- Stated exercise 1
In the dataset rows, copy everything from the line containing "Detect black belt" down to the line containing "left=339, top=137, right=406, bottom=165", word for word, including both of those lines.
- Stated exercise 2
Carry the court opinion excerpt on Pena's inducement claim forward from its final sentence.

## BEGIN Excerpt to read

Id. at 762. Pena's case largely mirrors Young's. Cruz befriended Pena, as Hendricks had befriended Young. Cruz and Pena discussed drugs. Ultimately, Cruz proposed that she and Pena together sell drugs to a buyer who was, in fact, a government agent -- just as Hendricks had proposed to Young. Neither Pena nor Young testified that the informant took advantage of any bond of friendship in encouraging the sale. Like Young, Pena cannot claim that he was "induced" by a government informant's actions. We conclude here, as we did in Young, that "[t]here was no testimony or other evidence, let alone 'hard evidence,' of coercion or intimidation."

## END Excerpt to read
## BEGIN Material to process

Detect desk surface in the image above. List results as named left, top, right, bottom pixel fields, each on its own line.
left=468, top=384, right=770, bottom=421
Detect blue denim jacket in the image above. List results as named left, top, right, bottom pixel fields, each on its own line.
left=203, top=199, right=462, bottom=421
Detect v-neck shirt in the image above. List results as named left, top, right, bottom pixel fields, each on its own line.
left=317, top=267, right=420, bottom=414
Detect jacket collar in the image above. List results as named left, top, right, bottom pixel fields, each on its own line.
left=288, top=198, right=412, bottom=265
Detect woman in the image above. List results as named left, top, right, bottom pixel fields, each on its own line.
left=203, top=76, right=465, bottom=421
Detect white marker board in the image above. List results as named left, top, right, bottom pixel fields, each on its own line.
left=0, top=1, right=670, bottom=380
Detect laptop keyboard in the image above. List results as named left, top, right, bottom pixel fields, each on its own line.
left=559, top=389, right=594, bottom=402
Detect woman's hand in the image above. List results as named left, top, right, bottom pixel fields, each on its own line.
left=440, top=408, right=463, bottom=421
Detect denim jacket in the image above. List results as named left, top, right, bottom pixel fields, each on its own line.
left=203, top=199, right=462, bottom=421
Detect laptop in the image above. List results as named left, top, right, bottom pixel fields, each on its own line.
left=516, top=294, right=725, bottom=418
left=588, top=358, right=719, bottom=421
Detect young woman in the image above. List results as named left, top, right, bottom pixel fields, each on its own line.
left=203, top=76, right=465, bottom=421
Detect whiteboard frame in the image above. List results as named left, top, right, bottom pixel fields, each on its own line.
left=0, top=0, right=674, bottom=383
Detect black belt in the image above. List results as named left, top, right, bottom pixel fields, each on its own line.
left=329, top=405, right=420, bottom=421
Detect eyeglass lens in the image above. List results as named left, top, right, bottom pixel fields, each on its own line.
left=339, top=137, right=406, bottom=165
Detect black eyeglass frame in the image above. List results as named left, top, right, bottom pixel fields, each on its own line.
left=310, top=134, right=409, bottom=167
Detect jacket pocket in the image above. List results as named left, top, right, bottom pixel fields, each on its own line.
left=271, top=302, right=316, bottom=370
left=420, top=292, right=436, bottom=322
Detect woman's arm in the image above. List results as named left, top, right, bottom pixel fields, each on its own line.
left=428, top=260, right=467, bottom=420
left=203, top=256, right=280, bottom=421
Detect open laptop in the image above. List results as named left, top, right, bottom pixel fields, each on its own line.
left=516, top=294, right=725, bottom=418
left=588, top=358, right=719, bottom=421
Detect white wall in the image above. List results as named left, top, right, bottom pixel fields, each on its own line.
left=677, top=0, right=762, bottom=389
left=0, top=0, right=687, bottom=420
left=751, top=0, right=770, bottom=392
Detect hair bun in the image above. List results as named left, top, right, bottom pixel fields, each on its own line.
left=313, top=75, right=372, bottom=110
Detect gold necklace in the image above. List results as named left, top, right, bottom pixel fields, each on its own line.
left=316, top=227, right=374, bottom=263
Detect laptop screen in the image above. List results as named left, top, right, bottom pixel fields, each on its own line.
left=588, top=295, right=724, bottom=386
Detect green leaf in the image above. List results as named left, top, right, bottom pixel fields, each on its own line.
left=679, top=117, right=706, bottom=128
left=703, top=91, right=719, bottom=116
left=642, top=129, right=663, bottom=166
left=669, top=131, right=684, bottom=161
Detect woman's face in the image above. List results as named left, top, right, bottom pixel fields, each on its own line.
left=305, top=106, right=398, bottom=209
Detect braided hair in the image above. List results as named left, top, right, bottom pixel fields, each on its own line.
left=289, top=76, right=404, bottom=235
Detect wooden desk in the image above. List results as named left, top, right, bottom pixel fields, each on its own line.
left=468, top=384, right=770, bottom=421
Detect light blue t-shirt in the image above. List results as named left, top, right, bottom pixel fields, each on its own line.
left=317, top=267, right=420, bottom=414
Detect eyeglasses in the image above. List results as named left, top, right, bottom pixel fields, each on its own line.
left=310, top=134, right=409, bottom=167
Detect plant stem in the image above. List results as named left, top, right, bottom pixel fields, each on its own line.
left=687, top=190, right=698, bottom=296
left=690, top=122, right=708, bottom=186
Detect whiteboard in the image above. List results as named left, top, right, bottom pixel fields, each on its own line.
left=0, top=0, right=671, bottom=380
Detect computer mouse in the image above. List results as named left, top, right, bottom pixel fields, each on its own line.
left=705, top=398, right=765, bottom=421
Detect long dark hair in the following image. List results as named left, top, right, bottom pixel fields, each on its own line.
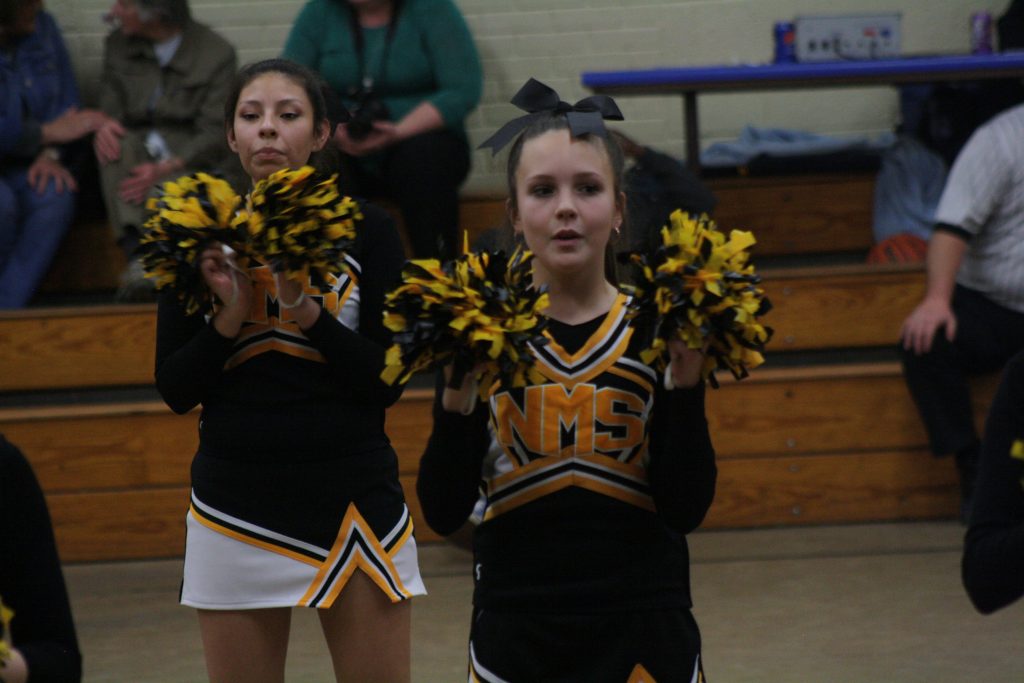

## END Material to process

- Final answer 1
Detect black belt in the image above. List results as named left, top, right, bottom pixel fields, each on its own line.
left=329, top=405, right=420, bottom=421
Detect eyeglass lens in the image above. List results as named left, top, right, bottom pixel fields, each on its own line.
left=339, top=137, right=406, bottom=165

- Final answer 2
Id. at 761. Furthermore, we are unpersuaded by Pena's contention that his family's financial needs transformed what would have been a permissible government operation into illegal entrapment. First, it is far from clear that Pena presented sufficient evidence to ground a belief that the government was even aware of those financial needs. The entirety of the testimony offered on this matter was the following exchange between Pena and his counsel concerning Pena's first meeting with Cruz: Q: Well, did you tell her anything about yourself that particular . . . time? A: All I just told her was that I was looking for a job and that I needed my green card, that I hadn't gotten it back from the police and that I was looking for a job. I needed it because I needed to help my family because I had been in jail in Ludlow two years. Although Pena testified more specifically at trial about his family's financial circumstances, he never testified that he had informed Cruz of these circumstances. Pena's family's hardship could not be found to contribute to an entrapment finding if the government was not even aware of that hardship during its undercover operation. Even if the government had been aware of Pena's financial situation, however, such hardship does not have the legal effect Pena suggests. Pena's argument rests on his contention that he agreed to sell drugs with Cruz only because he "didn't have any work to help [his children] buy their books, to buy what they needed, and so they had to use borrowed books for school." But as we stated in United States v. Panet-Collazo,
960 F.2d 256(1st Cir. 1992), "[e]ntrapment does not blossom whenever a person succumbs to his own greed or to the lure of easy money."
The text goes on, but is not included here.